◆ **Directions**:
The lines you return must be all those in the data that hold the string "suit".
[Excerpted data Boundary: Start]
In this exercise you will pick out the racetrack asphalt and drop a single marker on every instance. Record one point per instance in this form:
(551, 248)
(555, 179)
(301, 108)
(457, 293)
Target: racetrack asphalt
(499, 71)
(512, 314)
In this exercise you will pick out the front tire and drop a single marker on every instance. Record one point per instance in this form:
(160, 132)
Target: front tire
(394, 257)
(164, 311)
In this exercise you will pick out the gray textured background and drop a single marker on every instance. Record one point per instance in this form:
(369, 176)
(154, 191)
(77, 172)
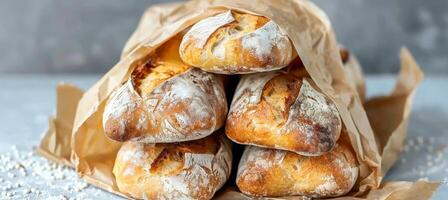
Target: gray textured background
(86, 36)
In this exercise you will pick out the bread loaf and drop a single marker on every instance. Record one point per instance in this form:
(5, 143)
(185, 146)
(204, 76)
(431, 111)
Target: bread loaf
(236, 43)
(274, 173)
(283, 110)
(187, 170)
(165, 100)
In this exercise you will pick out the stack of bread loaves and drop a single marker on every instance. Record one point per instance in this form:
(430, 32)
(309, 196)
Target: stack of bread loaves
(167, 112)
(168, 115)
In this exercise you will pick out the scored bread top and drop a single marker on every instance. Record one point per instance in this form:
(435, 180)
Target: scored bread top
(166, 100)
(187, 170)
(284, 111)
(233, 42)
(271, 172)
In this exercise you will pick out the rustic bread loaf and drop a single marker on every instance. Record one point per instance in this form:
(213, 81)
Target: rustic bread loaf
(236, 43)
(283, 110)
(165, 100)
(186, 170)
(274, 173)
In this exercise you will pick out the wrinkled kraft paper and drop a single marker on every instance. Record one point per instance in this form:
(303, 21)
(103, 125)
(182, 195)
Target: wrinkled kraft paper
(377, 129)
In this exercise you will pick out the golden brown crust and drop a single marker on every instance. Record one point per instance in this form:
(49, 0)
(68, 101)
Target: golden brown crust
(187, 170)
(234, 42)
(289, 114)
(269, 172)
(166, 101)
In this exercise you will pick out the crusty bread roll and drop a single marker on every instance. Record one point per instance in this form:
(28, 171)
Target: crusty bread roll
(270, 172)
(283, 110)
(233, 42)
(187, 170)
(165, 100)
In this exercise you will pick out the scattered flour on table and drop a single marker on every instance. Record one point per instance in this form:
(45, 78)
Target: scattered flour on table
(25, 175)
(429, 159)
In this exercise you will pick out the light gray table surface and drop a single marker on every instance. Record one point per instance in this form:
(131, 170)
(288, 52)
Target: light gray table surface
(26, 101)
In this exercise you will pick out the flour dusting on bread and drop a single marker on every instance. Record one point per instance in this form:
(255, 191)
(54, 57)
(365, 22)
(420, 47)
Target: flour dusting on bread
(201, 173)
(317, 111)
(249, 90)
(187, 106)
(262, 41)
(202, 30)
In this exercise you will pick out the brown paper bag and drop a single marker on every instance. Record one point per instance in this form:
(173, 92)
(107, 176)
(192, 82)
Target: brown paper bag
(377, 145)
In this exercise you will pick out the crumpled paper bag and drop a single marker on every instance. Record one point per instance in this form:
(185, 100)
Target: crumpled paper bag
(376, 131)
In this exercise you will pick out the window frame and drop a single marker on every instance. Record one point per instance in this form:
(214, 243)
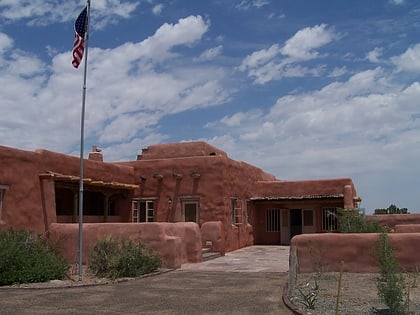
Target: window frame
(3, 189)
(329, 219)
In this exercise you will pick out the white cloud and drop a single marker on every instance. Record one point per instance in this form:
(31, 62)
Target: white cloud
(363, 124)
(210, 53)
(44, 12)
(157, 9)
(374, 55)
(303, 44)
(409, 61)
(127, 93)
(275, 63)
(246, 4)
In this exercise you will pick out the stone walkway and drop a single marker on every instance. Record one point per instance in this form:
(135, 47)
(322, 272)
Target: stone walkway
(248, 259)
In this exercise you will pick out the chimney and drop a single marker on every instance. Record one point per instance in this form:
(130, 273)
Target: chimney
(96, 154)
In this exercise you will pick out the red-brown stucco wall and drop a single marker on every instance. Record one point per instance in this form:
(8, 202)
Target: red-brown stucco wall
(357, 251)
(176, 243)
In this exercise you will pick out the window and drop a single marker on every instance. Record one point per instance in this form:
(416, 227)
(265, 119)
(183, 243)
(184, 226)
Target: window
(272, 220)
(190, 209)
(237, 210)
(143, 211)
(308, 218)
(3, 189)
(329, 219)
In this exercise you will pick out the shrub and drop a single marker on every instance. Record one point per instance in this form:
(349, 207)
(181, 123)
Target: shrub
(391, 283)
(25, 258)
(114, 257)
(351, 221)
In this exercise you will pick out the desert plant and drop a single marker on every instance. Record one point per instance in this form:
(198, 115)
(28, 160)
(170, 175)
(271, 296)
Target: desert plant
(390, 283)
(308, 297)
(114, 257)
(351, 221)
(27, 258)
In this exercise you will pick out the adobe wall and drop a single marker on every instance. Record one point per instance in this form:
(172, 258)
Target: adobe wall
(316, 252)
(407, 228)
(391, 220)
(29, 201)
(176, 243)
(220, 179)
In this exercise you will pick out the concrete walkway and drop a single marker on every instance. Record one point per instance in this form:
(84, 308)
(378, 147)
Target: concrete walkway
(248, 281)
(248, 259)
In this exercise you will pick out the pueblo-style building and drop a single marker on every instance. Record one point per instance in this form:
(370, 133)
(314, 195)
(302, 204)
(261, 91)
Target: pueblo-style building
(155, 197)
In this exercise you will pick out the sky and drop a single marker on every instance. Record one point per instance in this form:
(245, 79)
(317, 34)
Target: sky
(301, 89)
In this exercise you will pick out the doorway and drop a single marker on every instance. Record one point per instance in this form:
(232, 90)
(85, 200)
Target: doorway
(295, 222)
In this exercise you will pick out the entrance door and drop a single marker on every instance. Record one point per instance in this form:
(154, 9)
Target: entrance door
(295, 222)
(285, 231)
(190, 211)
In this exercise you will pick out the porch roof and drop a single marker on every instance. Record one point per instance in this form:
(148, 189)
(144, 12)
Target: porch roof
(88, 181)
(301, 197)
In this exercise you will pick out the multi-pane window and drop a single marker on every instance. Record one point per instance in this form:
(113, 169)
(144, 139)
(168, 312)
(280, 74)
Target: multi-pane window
(329, 219)
(272, 220)
(238, 211)
(143, 211)
(3, 189)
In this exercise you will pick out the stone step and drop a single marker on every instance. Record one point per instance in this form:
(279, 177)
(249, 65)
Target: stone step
(207, 255)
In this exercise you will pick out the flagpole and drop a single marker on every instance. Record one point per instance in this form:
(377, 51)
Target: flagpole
(82, 131)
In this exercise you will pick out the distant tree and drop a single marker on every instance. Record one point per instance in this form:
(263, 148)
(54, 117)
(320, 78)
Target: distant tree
(392, 209)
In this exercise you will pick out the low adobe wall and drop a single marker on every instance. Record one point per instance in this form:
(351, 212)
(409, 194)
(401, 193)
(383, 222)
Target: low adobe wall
(391, 220)
(213, 236)
(407, 228)
(324, 252)
(176, 243)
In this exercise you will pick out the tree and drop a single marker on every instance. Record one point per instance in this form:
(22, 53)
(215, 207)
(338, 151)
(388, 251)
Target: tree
(392, 209)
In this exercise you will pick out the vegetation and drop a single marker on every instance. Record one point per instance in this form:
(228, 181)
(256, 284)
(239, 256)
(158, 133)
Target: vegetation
(114, 257)
(25, 258)
(392, 209)
(390, 283)
(308, 297)
(351, 221)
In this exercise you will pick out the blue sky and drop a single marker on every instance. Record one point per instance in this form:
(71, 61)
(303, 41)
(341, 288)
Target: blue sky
(302, 89)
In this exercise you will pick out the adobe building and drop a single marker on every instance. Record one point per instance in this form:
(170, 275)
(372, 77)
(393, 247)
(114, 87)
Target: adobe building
(232, 204)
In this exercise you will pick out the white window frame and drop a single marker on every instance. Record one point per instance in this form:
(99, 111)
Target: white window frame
(191, 200)
(329, 219)
(3, 189)
(272, 220)
(149, 208)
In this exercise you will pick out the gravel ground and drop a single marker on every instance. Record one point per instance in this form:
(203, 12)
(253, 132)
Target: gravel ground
(358, 293)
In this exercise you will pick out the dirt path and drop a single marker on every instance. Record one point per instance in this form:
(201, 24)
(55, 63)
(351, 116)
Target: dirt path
(175, 292)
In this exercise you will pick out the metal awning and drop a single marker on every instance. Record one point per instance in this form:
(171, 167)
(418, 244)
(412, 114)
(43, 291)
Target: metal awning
(302, 197)
(86, 181)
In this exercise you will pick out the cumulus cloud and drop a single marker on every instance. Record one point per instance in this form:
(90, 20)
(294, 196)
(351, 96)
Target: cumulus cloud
(409, 61)
(42, 12)
(210, 53)
(277, 62)
(361, 124)
(120, 107)
(303, 45)
(374, 55)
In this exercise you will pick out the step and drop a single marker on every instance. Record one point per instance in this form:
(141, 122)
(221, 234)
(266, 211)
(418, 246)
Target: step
(210, 255)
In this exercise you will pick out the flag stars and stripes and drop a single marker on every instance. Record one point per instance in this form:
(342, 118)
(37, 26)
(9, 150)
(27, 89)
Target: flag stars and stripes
(80, 26)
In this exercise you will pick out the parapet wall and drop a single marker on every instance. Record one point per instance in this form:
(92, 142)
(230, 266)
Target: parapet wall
(176, 243)
(324, 252)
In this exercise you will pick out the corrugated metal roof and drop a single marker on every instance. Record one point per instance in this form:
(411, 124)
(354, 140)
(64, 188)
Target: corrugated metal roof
(303, 197)
(88, 181)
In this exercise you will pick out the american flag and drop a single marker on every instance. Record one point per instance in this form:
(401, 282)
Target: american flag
(79, 37)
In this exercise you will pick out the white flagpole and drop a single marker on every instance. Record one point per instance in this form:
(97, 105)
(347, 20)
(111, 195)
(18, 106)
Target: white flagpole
(82, 127)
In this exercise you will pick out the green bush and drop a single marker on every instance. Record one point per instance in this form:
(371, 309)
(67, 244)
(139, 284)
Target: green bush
(351, 221)
(25, 258)
(114, 257)
(391, 283)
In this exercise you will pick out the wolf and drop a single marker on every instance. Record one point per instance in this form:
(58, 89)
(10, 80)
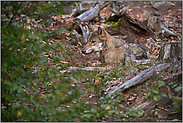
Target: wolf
(111, 50)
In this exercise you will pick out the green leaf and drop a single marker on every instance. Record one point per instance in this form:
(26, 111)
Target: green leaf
(156, 97)
(134, 51)
(155, 90)
(161, 83)
(159, 39)
(23, 39)
(163, 94)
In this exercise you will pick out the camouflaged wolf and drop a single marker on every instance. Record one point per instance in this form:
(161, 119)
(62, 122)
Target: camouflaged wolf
(111, 50)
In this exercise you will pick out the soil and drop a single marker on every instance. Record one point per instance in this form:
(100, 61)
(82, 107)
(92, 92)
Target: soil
(137, 10)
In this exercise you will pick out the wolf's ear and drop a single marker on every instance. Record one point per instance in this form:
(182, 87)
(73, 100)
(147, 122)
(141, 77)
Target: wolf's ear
(100, 31)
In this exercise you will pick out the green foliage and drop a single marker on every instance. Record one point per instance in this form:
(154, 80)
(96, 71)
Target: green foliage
(33, 89)
(155, 93)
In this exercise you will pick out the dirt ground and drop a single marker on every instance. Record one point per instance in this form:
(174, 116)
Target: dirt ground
(137, 10)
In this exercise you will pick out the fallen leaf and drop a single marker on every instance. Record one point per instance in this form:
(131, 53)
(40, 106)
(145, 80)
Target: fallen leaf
(172, 4)
(63, 71)
(130, 10)
(145, 6)
(108, 107)
(135, 95)
(131, 98)
(121, 112)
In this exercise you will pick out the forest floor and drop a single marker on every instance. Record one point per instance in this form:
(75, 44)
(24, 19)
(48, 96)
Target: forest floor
(137, 10)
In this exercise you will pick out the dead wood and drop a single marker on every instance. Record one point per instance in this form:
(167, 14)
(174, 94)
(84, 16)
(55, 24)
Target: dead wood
(142, 77)
(90, 68)
(134, 26)
(155, 22)
(92, 12)
(170, 52)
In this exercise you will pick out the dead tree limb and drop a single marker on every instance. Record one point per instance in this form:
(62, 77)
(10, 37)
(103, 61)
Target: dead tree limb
(155, 22)
(92, 12)
(90, 68)
(142, 77)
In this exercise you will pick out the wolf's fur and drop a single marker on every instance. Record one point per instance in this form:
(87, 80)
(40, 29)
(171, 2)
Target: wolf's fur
(112, 50)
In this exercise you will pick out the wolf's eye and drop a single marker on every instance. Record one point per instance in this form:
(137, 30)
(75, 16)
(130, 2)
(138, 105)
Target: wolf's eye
(93, 41)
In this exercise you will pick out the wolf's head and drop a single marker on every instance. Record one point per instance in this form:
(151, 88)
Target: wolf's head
(95, 42)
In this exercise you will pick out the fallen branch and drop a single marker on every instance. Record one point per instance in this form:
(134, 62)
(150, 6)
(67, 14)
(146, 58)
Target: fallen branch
(143, 76)
(92, 12)
(90, 68)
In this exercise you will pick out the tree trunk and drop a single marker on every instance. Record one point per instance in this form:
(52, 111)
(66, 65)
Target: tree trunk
(154, 21)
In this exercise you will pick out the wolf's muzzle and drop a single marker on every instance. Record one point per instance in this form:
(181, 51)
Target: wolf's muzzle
(83, 51)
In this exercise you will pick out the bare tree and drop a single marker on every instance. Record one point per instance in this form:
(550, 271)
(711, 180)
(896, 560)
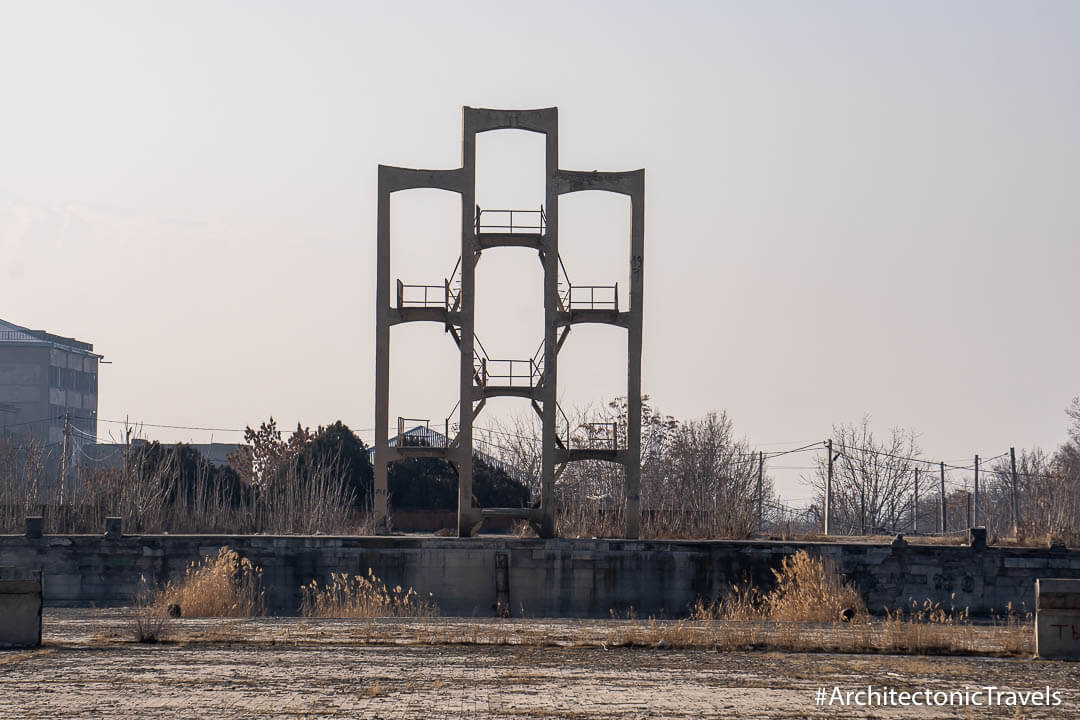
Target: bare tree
(873, 479)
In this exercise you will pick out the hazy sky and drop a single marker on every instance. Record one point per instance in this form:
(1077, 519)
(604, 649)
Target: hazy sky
(851, 207)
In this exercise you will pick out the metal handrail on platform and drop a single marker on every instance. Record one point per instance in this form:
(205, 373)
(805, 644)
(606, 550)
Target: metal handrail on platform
(591, 297)
(502, 220)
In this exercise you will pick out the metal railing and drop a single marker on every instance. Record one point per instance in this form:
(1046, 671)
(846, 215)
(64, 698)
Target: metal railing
(423, 296)
(597, 436)
(591, 297)
(499, 220)
(446, 296)
(16, 336)
(505, 372)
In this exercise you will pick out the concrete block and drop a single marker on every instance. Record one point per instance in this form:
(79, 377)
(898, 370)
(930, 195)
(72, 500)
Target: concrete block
(976, 539)
(65, 586)
(1026, 561)
(1057, 617)
(113, 527)
(21, 599)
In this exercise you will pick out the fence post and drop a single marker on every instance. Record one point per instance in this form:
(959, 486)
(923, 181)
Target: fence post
(944, 524)
(760, 473)
(828, 484)
(1012, 462)
(915, 516)
(974, 513)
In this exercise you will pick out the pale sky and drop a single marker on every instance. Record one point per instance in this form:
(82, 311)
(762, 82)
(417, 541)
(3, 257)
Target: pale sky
(851, 207)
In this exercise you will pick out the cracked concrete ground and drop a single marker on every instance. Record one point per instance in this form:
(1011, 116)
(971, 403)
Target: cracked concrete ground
(286, 667)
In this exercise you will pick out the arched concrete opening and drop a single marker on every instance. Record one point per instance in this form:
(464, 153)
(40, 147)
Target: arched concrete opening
(594, 241)
(510, 171)
(424, 238)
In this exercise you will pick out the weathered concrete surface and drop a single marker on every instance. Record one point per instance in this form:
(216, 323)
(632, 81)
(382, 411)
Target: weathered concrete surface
(1057, 617)
(547, 578)
(21, 602)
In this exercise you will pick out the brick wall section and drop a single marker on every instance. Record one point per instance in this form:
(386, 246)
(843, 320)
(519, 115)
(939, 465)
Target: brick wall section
(548, 578)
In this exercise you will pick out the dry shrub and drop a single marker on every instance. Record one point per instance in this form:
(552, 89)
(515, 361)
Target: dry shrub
(149, 622)
(360, 596)
(807, 589)
(810, 589)
(225, 585)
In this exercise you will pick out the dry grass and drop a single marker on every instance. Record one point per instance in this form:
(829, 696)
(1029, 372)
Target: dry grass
(810, 589)
(802, 611)
(807, 589)
(149, 622)
(225, 585)
(360, 596)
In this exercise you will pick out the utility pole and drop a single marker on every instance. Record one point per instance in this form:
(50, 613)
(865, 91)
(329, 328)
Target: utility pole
(1012, 462)
(127, 445)
(760, 473)
(915, 516)
(974, 514)
(828, 484)
(943, 499)
(66, 453)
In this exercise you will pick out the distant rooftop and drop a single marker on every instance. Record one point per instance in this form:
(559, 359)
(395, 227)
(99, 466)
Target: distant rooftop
(12, 333)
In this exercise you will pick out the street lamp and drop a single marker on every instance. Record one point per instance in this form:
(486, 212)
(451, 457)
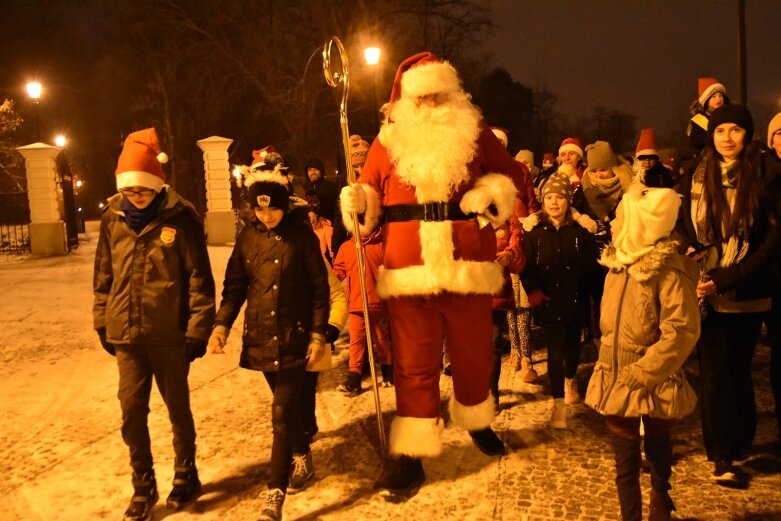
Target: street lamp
(34, 90)
(372, 56)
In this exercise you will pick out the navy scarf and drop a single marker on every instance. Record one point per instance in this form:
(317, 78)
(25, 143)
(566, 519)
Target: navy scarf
(138, 218)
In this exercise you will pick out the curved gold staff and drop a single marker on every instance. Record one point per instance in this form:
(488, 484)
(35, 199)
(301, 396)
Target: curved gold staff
(334, 78)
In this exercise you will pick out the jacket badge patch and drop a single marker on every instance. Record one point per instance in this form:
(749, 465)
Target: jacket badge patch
(168, 235)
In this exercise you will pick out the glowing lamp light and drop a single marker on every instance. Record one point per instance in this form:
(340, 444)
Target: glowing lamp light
(372, 55)
(34, 89)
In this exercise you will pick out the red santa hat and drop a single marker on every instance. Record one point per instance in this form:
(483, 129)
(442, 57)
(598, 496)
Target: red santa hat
(422, 74)
(571, 144)
(501, 134)
(139, 163)
(707, 87)
(646, 145)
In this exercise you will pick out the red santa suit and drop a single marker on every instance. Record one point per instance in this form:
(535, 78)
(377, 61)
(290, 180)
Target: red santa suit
[Excerpted data Boundary: End]
◆ **Answer for the task**:
In this exercise you will pick out the red santa suit and drop a single marker on every instance. Record one point per instance in this form:
Target: red santa suit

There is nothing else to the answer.